>>>>>
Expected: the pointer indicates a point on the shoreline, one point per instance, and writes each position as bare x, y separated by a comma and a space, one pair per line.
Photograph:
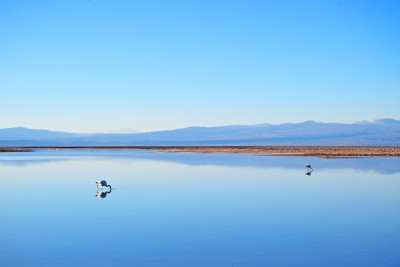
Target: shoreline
317, 151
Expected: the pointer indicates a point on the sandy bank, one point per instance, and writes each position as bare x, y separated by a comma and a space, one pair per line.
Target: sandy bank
320, 151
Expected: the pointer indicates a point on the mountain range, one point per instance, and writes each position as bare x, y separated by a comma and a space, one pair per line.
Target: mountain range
383, 132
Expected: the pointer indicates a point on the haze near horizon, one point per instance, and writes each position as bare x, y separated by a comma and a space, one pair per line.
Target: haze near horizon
100, 66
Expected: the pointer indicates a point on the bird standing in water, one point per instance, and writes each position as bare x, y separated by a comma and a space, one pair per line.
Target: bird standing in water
102, 183
309, 169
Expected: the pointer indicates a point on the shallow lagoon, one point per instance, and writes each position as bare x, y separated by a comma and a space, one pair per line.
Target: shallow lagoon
182, 209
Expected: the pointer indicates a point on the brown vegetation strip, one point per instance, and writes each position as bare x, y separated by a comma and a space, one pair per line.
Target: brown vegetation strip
320, 151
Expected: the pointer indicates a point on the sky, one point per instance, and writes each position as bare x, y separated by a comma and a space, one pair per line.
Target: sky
147, 65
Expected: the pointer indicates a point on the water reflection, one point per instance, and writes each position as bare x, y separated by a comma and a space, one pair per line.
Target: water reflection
309, 169
101, 184
382, 165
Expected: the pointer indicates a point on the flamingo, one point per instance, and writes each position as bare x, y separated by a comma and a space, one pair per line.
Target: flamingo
103, 183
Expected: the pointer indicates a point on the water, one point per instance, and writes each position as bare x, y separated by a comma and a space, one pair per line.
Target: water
197, 210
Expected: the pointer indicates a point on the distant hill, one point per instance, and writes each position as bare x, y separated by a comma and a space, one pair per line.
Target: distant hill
383, 132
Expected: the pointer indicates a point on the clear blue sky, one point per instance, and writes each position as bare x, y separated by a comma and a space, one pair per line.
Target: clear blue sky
98, 66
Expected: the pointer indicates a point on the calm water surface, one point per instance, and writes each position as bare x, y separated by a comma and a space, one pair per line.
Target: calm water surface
197, 210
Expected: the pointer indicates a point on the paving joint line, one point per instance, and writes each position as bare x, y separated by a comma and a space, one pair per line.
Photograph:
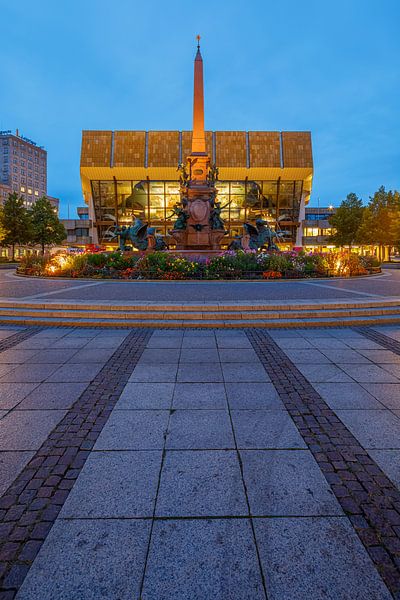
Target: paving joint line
380, 338
18, 337
163, 455
30, 506
250, 516
368, 497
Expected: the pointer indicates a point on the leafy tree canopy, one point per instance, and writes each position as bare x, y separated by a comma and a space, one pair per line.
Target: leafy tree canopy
47, 228
347, 220
16, 223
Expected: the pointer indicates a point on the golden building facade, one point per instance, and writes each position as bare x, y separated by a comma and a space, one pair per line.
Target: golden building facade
128, 174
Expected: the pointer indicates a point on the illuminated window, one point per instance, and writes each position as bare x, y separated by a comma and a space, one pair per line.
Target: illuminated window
311, 231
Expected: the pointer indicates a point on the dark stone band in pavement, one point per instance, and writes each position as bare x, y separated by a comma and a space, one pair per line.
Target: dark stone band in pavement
366, 494
380, 338
31, 504
18, 337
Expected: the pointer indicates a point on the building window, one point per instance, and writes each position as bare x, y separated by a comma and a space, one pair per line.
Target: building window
311, 231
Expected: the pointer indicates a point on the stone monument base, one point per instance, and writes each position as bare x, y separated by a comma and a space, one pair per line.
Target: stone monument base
204, 240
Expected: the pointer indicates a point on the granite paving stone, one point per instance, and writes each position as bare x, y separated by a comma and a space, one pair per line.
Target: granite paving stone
307, 357
70, 342
389, 461
190, 333
323, 373
387, 393
297, 343
347, 396
29, 373
55, 332
6, 369
200, 396
91, 355
265, 429
369, 373
11, 464
53, 355
27, 429
89, 559
392, 368
165, 342
134, 430
201, 483
233, 342
199, 429
102, 341
146, 395
362, 344
372, 428
381, 356
322, 557
198, 355
199, 342
322, 343
237, 372
195, 451
75, 373
246, 395
50, 396
160, 355
115, 485
237, 355
199, 372
35, 343
154, 373
16, 356
348, 356
286, 483
12, 394
202, 559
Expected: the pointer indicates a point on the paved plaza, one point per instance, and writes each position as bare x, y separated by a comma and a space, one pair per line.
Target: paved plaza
21, 288
222, 464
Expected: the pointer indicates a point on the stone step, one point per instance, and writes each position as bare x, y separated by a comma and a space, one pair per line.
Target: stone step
246, 313
321, 321
298, 305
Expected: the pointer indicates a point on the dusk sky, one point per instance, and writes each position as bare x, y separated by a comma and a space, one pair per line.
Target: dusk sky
329, 67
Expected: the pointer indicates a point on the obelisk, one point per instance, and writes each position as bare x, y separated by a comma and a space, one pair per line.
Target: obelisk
198, 191
198, 139
198, 161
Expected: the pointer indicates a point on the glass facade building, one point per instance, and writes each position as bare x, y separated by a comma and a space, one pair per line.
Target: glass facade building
128, 174
153, 201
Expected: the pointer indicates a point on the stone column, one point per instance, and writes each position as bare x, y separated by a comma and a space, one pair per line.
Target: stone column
302, 216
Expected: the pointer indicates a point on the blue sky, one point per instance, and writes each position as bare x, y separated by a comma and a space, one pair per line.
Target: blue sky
329, 67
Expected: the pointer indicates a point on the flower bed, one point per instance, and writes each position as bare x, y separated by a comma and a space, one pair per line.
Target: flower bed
227, 265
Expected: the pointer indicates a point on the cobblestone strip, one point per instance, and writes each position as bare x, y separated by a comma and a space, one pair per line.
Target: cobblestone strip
18, 337
365, 493
31, 504
380, 338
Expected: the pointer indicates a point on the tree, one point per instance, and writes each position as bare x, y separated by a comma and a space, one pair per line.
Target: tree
347, 220
47, 228
16, 223
381, 220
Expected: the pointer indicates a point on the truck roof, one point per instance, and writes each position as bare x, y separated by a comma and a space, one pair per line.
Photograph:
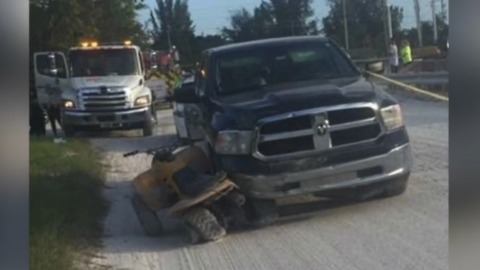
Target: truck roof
100, 47
266, 42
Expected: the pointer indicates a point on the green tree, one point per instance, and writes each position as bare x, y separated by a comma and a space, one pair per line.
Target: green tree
172, 26
60, 24
117, 21
366, 21
274, 18
427, 33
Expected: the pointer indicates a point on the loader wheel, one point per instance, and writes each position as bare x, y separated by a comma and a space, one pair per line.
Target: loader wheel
203, 225
148, 219
262, 212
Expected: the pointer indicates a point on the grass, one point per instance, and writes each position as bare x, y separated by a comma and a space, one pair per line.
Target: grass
66, 204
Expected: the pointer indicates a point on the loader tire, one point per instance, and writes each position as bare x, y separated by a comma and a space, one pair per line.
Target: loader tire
203, 226
148, 219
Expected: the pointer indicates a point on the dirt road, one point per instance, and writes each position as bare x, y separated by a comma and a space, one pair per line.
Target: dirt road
405, 232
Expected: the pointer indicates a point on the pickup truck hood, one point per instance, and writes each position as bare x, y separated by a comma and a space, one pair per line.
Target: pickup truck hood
242, 111
85, 82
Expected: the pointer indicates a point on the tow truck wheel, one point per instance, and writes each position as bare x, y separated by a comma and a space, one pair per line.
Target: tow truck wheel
202, 225
148, 219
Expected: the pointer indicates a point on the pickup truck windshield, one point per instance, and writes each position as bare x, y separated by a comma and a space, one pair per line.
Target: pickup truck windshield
104, 62
264, 66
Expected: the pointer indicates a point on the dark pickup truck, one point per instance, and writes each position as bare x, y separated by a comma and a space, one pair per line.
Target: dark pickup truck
294, 116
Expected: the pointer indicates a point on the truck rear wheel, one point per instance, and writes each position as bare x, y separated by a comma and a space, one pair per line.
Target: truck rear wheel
148, 219
202, 225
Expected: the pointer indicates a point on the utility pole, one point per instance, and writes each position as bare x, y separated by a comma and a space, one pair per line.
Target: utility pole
442, 4
419, 23
434, 19
168, 38
345, 25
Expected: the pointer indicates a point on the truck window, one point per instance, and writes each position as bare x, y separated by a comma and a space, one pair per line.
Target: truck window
104, 62
254, 68
200, 80
43, 65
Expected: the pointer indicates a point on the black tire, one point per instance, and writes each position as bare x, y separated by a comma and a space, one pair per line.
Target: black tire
69, 131
262, 212
148, 219
203, 223
148, 129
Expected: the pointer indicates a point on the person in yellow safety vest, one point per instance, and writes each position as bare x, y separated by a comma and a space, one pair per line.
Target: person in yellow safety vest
406, 53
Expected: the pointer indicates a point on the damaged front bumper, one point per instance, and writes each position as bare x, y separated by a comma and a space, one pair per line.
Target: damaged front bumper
395, 163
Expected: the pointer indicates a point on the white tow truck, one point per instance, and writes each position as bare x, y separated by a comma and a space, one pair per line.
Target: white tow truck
100, 87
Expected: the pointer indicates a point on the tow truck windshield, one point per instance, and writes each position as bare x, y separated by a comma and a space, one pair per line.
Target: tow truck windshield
104, 62
254, 68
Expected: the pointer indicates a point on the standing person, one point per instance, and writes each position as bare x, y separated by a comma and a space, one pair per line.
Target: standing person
406, 53
393, 56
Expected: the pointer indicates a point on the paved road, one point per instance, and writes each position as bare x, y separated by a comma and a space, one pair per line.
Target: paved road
405, 232
425, 78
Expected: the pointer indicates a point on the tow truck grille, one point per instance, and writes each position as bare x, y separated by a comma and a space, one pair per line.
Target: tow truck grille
103, 98
317, 130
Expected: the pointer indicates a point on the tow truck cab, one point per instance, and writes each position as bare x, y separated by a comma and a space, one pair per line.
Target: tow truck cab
100, 87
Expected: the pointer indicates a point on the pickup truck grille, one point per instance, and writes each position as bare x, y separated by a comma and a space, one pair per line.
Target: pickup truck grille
317, 130
103, 99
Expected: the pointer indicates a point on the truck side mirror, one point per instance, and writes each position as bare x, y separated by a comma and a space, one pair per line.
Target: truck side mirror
186, 94
53, 71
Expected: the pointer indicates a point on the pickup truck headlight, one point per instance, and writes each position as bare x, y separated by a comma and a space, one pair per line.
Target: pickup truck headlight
392, 117
233, 142
142, 101
68, 104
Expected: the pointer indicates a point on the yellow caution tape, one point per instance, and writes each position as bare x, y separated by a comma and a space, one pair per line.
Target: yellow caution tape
409, 87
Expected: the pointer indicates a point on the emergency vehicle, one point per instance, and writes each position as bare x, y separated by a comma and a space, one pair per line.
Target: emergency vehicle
99, 87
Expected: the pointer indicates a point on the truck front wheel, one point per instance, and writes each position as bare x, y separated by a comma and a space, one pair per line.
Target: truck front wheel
148, 129
69, 131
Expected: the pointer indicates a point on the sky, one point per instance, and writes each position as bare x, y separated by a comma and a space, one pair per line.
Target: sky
211, 15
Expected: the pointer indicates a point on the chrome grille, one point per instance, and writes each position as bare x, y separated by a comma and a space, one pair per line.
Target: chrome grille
103, 98
316, 130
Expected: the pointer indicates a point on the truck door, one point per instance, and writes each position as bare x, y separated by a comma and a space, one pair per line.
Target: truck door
51, 76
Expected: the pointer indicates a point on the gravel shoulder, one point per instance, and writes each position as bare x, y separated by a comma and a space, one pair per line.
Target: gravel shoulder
405, 232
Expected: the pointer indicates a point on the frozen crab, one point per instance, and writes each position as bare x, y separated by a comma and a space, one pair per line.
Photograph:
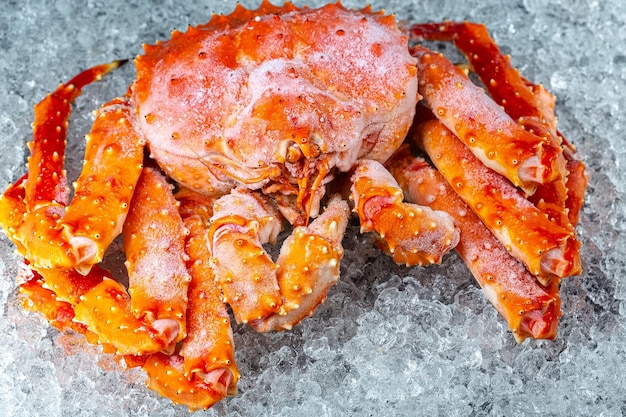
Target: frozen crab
284, 115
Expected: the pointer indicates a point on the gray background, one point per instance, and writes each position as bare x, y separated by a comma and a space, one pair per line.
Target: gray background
389, 340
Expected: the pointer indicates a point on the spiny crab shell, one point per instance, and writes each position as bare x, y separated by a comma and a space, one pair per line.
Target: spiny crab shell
264, 98
270, 115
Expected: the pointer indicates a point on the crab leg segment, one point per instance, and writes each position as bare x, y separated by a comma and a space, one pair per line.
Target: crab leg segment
241, 224
12, 209
308, 266
204, 370
113, 163
529, 309
154, 319
531, 105
154, 242
546, 249
45, 236
414, 235
497, 140
208, 349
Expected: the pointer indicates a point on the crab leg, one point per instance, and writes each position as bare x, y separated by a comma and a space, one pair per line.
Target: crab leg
154, 319
49, 237
414, 235
308, 266
12, 209
529, 309
531, 105
497, 140
545, 248
241, 224
204, 371
154, 242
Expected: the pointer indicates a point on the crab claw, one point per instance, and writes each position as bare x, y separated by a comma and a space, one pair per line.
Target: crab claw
167, 377
154, 242
545, 248
308, 266
414, 235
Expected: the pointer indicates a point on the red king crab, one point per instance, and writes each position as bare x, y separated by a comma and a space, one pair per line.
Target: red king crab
288, 115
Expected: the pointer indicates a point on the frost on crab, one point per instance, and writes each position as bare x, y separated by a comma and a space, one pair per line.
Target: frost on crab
285, 115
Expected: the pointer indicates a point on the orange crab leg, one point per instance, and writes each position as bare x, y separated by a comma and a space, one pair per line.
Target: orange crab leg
497, 140
154, 319
308, 266
506, 86
208, 349
531, 105
529, 309
113, 163
241, 224
167, 376
204, 370
413, 234
12, 209
45, 239
47, 183
545, 248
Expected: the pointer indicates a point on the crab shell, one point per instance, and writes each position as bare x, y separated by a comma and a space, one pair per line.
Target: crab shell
254, 98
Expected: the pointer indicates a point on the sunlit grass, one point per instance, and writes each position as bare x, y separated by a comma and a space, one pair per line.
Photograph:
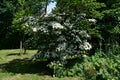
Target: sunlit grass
16, 67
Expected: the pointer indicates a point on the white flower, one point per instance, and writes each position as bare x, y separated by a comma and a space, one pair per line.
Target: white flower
35, 29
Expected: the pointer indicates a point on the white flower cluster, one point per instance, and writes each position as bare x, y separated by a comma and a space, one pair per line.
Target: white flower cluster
85, 46
56, 25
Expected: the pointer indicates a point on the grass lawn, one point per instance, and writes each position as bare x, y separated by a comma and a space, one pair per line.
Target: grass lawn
16, 67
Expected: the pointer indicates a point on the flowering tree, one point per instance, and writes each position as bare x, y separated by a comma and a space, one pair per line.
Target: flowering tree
59, 39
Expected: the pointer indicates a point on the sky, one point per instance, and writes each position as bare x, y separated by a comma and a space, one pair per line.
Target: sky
50, 7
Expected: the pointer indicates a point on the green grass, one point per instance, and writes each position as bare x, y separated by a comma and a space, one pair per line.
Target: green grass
16, 67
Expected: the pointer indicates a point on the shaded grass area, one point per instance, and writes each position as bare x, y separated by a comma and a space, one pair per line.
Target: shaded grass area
16, 67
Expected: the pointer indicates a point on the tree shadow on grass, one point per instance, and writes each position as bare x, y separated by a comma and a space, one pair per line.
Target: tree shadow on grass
13, 54
25, 66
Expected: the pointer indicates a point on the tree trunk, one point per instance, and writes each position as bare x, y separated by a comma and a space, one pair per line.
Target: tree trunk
21, 47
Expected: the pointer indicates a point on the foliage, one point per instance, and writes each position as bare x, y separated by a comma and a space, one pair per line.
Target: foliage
59, 39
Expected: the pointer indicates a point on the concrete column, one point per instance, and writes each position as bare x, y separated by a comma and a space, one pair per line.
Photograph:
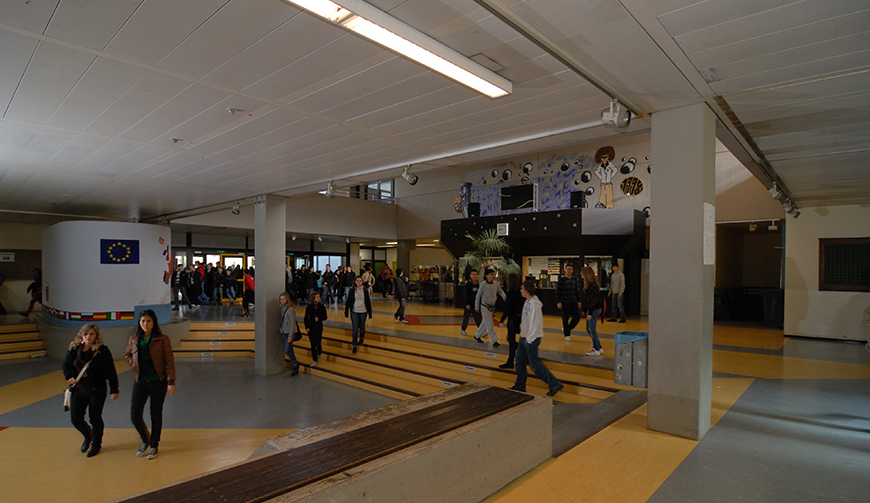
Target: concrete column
682, 255
403, 254
270, 221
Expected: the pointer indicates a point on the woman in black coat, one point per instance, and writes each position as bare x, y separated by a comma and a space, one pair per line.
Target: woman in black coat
90, 391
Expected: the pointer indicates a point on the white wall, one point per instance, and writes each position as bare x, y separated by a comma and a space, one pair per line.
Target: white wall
75, 280
808, 311
317, 214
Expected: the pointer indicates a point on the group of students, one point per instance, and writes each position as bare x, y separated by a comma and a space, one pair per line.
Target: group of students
89, 366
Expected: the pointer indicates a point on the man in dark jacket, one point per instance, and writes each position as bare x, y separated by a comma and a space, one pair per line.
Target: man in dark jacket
401, 295
568, 300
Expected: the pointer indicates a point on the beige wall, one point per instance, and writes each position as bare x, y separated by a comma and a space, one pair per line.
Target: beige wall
808, 311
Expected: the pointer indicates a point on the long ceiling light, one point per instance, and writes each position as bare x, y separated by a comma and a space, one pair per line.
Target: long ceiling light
374, 24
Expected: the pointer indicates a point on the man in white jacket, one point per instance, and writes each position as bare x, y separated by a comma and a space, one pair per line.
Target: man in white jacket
531, 331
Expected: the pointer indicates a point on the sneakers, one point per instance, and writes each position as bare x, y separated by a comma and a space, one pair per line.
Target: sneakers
555, 390
141, 450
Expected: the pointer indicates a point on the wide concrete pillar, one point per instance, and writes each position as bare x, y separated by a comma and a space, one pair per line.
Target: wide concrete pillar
682, 246
270, 220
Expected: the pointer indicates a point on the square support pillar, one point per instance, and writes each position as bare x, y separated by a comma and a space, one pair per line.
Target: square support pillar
682, 246
270, 242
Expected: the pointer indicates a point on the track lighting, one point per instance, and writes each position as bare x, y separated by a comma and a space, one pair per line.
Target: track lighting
409, 176
774, 191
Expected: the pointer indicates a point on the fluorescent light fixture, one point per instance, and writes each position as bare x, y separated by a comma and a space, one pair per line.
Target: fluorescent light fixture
379, 27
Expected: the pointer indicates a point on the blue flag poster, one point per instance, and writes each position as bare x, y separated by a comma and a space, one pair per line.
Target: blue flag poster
119, 251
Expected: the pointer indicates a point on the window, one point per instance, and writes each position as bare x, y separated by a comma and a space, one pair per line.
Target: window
844, 264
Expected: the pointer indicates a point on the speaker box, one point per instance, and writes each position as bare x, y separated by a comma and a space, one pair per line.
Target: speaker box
578, 199
473, 210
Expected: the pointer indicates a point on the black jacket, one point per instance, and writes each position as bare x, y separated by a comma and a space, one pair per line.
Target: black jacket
567, 291
102, 369
351, 298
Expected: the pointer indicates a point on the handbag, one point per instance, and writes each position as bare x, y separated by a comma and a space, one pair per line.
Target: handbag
72, 388
297, 335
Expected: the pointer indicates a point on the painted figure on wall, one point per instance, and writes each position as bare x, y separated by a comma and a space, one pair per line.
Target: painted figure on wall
605, 172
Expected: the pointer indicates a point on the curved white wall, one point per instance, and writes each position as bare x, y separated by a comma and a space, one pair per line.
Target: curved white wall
75, 280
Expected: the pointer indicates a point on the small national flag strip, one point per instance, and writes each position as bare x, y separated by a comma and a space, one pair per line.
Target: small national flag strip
106, 316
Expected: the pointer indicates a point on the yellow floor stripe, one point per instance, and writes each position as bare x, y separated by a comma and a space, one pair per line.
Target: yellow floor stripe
780, 367
23, 393
624, 462
44, 464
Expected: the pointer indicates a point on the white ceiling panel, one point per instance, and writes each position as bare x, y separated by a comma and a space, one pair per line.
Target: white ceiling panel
103, 83
794, 15
145, 154
14, 138
793, 39
158, 26
31, 16
191, 102
147, 95
228, 32
14, 57
45, 144
50, 76
250, 129
77, 149
92, 23
107, 154
261, 59
309, 69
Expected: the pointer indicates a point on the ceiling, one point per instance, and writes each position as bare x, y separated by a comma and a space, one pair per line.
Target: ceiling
119, 108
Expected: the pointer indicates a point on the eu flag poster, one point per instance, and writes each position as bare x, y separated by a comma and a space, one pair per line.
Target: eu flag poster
119, 251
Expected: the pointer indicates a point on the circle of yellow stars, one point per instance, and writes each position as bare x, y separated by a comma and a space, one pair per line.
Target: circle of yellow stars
112, 255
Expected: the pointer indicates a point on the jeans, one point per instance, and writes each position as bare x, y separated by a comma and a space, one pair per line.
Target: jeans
570, 310
400, 313
590, 328
486, 325
315, 334
358, 324
617, 307
466, 314
94, 406
142, 391
527, 354
288, 350
513, 330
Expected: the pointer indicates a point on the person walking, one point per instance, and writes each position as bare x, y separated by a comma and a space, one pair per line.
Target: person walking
617, 288
514, 314
470, 294
315, 314
149, 352
89, 391
568, 301
591, 307
401, 295
531, 332
484, 304
288, 328
359, 304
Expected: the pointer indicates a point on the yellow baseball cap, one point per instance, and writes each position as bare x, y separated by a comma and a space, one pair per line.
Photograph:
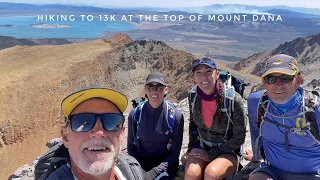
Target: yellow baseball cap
73, 100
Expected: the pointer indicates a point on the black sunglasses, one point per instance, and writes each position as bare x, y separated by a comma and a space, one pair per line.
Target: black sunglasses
84, 122
273, 79
202, 60
158, 87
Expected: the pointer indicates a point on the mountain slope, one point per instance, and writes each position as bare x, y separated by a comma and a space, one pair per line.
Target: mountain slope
34, 80
305, 49
7, 42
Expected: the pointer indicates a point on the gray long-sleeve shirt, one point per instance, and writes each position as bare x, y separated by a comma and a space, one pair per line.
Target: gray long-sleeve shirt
153, 140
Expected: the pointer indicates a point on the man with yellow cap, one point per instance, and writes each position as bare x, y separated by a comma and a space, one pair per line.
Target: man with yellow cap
284, 124
93, 133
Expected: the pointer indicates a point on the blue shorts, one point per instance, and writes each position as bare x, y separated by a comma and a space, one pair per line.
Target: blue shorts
277, 174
<<<<<
Directions for this task: Beginning at the line that has "Target: water reflection" and ending at the line that has "Expected: the pointer indicates a point on the golden", restate the listing above word for word, pictures left out.

Written reply:
Target: water reflection
309, 169
101, 184
382, 165
Expected: the pointer indicates a point on the flamingo, one point per instance, and writes each position as bare x, y separated by a comma and a space, one pair per line.
Target: flamingo
103, 183
Expected: the pointer indicates a point on the water, one point per instance, and writes each position as bare x, y separated by a comma and a space, one pair per line.
Target: water
197, 210
Expected: the pointer indicates a point on the distant hill, one point per instance, and writes each position as bare x, y separated by a comma and a space, one pair per line.
Target: distant hill
383, 132
Expected: the pointer indicates a point on the clear blue sky, one point per instance, and writes each position as bare x, y separated by a comma and a space, one pair per line.
Target: clear blue sky
98, 66
Expected: the pointer indicates a point on the calm water surface, one point per instance, and writes each position as bare x, y separated by a comma and a space, one pair per line.
Target: calm water surface
197, 210
Expected: the pointer indicates a point on the paving joint line, one point per instance, and writes each position as bare x, y separated by a comma and a space, one pair per line.
Photograph:
Target: paving joint line
380, 338
18, 337
163, 455
30, 506
250, 516
368, 497
Expected: the pointer indicates a point on the leafy tree canopy, one point per instance, and writes each position as bare x, y separated by a comma and a space, one pair per line.
Target: leafy tree canopy
47, 228
347, 220
16, 223
Expected: the pointer indicates a point on the golden building facade, one point per instance, and writes each position as bare x, y separated by a comma and a space, one pair per line.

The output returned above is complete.